[Data listing]
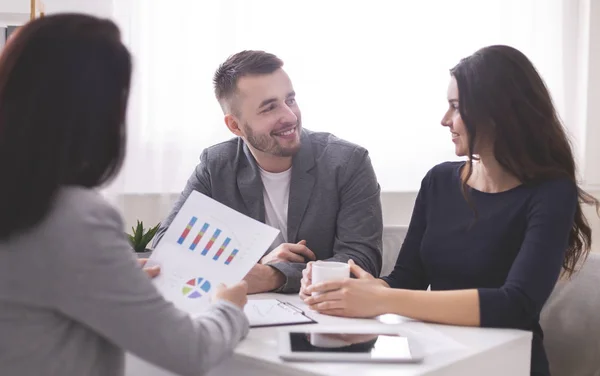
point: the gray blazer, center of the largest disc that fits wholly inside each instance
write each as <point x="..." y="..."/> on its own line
<point x="73" y="299"/>
<point x="334" y="199"/>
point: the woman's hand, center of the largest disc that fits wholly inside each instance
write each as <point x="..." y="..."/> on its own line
<point x="360" y="297"/>
<point x="306" y="281"/>
<point x="152" y="271"/>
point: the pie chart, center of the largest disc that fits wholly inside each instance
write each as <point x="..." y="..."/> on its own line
<point x="195" y="288"/>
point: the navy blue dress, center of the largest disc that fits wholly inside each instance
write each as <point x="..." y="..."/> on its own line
<point x="511" y="253"/>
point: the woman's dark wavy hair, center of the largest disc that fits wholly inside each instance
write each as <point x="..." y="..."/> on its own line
<point x="64" y="83"/>
<point x="503" y="98"/>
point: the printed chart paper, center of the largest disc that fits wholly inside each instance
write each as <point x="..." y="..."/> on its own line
<point x="207" y="244"/>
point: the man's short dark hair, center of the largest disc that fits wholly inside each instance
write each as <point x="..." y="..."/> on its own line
<point x="244" y="63"/>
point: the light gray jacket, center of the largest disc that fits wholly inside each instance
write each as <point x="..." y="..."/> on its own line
<point x="72" y="299"/>
<point x="334" y="199"/>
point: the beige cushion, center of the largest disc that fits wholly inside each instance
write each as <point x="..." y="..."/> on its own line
<point x="571" y="323"/>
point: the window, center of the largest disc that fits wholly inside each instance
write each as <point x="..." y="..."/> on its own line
<point x="373" y="72"/>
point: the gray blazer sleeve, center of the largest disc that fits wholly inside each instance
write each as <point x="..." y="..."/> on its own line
<point x="359" y="228"/>
<point x="98" y="283"/>
<point x="198" y="181"/>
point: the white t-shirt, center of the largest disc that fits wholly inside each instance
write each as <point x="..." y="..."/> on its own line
<point x="276" y="194"/>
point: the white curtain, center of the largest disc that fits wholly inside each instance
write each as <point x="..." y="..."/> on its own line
<point x="374" y="72"/>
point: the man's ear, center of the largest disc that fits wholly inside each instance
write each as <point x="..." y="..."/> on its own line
<point x="233" y="124"/>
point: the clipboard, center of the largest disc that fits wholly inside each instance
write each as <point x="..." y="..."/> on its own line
<point x="274" y="312"/>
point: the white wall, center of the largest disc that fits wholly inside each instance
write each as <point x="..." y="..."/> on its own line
<point x="100" y="8"/>
<point x="397" y="209"/>
<point x="397" y="206"/>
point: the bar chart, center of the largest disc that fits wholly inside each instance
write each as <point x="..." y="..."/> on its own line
<point x="201" y="240"/>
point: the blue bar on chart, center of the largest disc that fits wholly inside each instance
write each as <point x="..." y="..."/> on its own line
<point x="231" y="256"/>
<point x="211" y="242"/>
<point x="187" y="230"/>
<point x="199" y="237"/>
<point x="221" y="249"/>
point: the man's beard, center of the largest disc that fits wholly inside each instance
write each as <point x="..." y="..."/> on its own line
<point x="268" y="144"/>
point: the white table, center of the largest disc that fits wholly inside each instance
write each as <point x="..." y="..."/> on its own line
<point x="449" y="350"/>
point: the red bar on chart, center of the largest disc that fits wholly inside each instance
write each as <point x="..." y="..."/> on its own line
<point x="211" y="242"/>
<point x="221" y="249"/>
<point x="231" y="256"/>
<point x="199" y="237"/>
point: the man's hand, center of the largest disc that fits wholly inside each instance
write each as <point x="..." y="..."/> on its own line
<point x="263" y="278"/>
<point x="289" y="252"/>
<point x="306" y="281"/>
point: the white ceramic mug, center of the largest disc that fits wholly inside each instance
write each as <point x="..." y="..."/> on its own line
<point x="325" y="271"/>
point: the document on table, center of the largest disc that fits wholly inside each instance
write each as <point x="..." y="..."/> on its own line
<point x="273" y="312"/>
<point x="207" y="244"/>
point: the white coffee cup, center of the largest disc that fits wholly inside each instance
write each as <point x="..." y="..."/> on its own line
<point x="325" y="271"/>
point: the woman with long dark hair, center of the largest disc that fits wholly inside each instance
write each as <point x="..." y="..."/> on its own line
<point x="489" y="236"/>
<point x="72" y="297"/>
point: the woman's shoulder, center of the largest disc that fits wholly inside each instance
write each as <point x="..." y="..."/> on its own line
<point x="77" y="208"/>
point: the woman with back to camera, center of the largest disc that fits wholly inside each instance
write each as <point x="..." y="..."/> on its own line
<point x="489" y="235"/>
<point x="72" y="298"/>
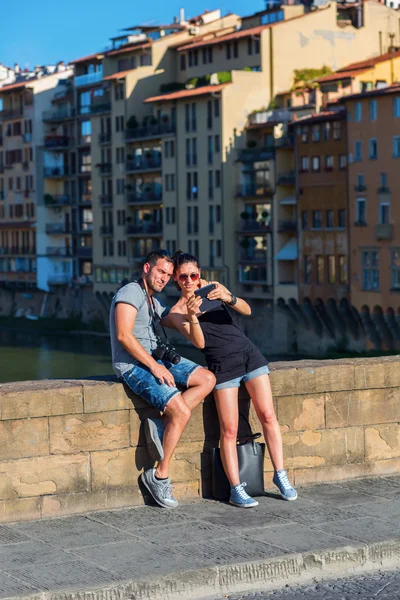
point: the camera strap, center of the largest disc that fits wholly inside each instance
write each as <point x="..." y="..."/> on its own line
<point x="155" y="319"/>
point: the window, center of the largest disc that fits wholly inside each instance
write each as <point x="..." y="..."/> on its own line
<point x="315" y="133"/>
<point x="329" y="163"/>
<point x="315" y="163"/>
<point x="370" y="270"/>
<point x="396" y="106"/>
<point x="373" y="108"/>
<point x="395" y="267"/>
<point x="331" y="268"/>
<point x="343" y="269"/>
<point x="305" y="164"/>
<point x="357" y="151"/>
<point x="320" y="269"/>
<point x="307" y="269"/>
<point x="317" y="219"/>
<point x="396" y="146"/>
<point x="361" y="211"/>
<point x="384" y="213"/>
<point x="358" y="112"/>
<point x="373" y="149"/>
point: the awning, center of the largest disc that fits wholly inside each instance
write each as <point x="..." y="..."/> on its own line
<point x="288" y="251"/>
<point x="288" y="201"/>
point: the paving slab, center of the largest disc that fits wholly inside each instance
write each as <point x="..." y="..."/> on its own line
<point x="203" y="548"/>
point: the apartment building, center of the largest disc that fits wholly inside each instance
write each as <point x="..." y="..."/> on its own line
<point x="21" y="178"/>
<point x="373" y="183"/>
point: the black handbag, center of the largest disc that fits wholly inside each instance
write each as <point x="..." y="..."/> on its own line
<point x="251" y="469"/>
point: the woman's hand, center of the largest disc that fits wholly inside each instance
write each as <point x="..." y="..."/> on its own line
<point x="193" y="306"/>
<point x="220" y="293"/>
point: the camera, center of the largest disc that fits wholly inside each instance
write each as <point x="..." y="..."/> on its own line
<point x="165" y="351"/>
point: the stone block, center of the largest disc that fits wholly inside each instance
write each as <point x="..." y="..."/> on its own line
<point x="95" y="431"/>
<point x="362" y="407"/>
<point x="300" y="413"/>
<point x="382" y="442"/>
<point x="324" y="447"/>
<point x="20" y="509"/>
<point x="22" y="438"/>
<point x="22" y="404"/>
<point x="44" y="475"/>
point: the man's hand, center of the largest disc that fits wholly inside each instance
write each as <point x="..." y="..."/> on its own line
<point x="193" y="306"/>
<point x="162" y="374"/>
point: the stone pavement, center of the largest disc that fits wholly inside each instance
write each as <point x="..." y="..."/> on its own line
<point x="205" y="548"/>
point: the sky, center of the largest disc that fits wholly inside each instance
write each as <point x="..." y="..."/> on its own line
<point x="45" y="32"/>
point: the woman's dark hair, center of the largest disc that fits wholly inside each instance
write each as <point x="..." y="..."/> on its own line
<point x="180" y="258"/>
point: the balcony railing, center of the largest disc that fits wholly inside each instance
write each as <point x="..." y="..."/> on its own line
<point x="11" y="113"/>
<point x="288" y="225"/>
<point x="89" y="78"/>
<point x="105" y="138"/>
<point x="144" y="229"/>
<point x="58" y="251"/>
<point x="105" y="200"/>
<point x="151" y="163"/>
<point x="288" y="178"/>
<point x="52" y="142"/>
<point x="256" y="154"/>
<point x="144" y="197"/>
<point x="59" y="114"/>
<point x="149" y="131"/>
<point x="57" y="200"/>
<point x="51" y="172"/>
<point x="249" y="190"/>
<point x="57" y="228"/>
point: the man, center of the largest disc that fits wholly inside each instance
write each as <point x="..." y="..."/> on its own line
<point x="133" y="342"/>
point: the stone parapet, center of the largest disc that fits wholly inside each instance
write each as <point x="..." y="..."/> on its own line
<point x="74" y="446"/>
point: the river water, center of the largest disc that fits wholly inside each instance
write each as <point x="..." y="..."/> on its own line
<point x="27" y="355"/>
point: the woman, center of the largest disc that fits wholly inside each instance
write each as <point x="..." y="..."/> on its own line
<point x="233" y="359"/>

[WRITTEN REQUEST]
Please convert the entries from the line with "point: the stone pavement, center" up to and including the last entry into a two-column CSV with the headers entry_text and answer. Give one row per entry, with its text and its answer each in a single quoted field and any line breaks replaced by spaces.

[RESPONSE TO THIS EXERCISE]
entry_text,answer
"point: the stone pavement, center of the largest disc that fits wholly inside each instance write each as <point x=""..."" y=""...""/> on its own line","<point x=""205"" y=""548""/>"
"point: the sky, center of the largest disc that fits wholly inside each instance write each as <point x=""..."" y=""...""/> on its own line","<point x=""45"" y=""32""/>"
"point: the woman's dark hair, center of the largest disc that fits wholly inside each instance write each as <point x=""..."" y=""...""/> on its own line","<point x=""180"" y=""258""/>"
"point: the balcony railing, center of the largest disc that fits wholly inside each instance write each as <point x=""..."" y=""...""/> on its own line","<point x=""11"" y=""113""/> <point x=""288"" y=""225""/> <point x=""89"" y=""78""/> <point x=""105"" y=""138""/> <point x=""144"" y=""229""/> <point x=""58"" y=""251""/> <point x=""105"" y=""200""/> <point x=""151"" y=""163""/> <point x=""288"" y=""178""/> <point x=""52"" y=""142""/> <point x=""256"" y=""154""/> <point x=""144"" y=""197""/> <point x=""59"" y=""114""/> <point x=""149"" y=""131""/> <point x=""57"" y=""200""/> <point x=""51"" y=""172""/> <point x=""249"" y=""190""/> <point x=""57"" y=""228""/>"
"point: the man, center of the largest disc that fits wholly inside each instance write each as <point x=""..."" y=""...""/> on its own line","<point x=""133"" y=""342""/>"
"point: the stone parapet, center of the largest disc that fits wholly inside each instance write each as <point x=""..."" y=""...""/> on its own line","<point x=""74"" y=""446""/>"
"point: the river water, center of the largest disc that fits wholly inside each instance write each as <point x=""..."" y=""...""/> on its own line","<point x=""27"" y=""355""/>"
"point: the woman, center of the largest disc that fits wholly inside each instance write each as <point x=""..."" y=""...""/> on its own line","<point x=""233"" y=""359""/>"